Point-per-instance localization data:
§

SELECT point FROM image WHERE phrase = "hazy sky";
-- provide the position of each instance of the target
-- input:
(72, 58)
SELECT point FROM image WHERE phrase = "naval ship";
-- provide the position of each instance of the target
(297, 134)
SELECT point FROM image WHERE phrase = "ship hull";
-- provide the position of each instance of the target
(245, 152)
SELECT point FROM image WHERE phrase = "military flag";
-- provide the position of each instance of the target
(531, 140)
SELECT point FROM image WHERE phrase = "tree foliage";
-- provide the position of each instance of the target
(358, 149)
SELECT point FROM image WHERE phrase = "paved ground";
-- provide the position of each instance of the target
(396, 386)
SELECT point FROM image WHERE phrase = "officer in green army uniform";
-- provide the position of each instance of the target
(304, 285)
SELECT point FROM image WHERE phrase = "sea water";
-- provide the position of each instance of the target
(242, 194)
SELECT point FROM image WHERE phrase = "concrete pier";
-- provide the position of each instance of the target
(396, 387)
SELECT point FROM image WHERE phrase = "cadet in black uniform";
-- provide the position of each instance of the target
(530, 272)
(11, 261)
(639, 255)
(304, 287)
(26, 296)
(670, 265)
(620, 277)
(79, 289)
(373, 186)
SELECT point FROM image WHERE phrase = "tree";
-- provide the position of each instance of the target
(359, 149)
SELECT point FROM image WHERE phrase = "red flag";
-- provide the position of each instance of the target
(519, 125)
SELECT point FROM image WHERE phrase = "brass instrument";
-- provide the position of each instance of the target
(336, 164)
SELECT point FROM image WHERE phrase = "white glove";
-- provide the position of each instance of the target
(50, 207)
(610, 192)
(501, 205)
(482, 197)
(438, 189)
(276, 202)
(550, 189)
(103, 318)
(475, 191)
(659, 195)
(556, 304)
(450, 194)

§

_YOUR INSTRUCTIONS_.
With "tree" as the string to find, copy every line of the records that holds it.

_FINISHED EXERCISE_.
SELECT point FROM image WHERE phrase = "tree foliage";
SELECT point FROM image WHERE phrase = "tree";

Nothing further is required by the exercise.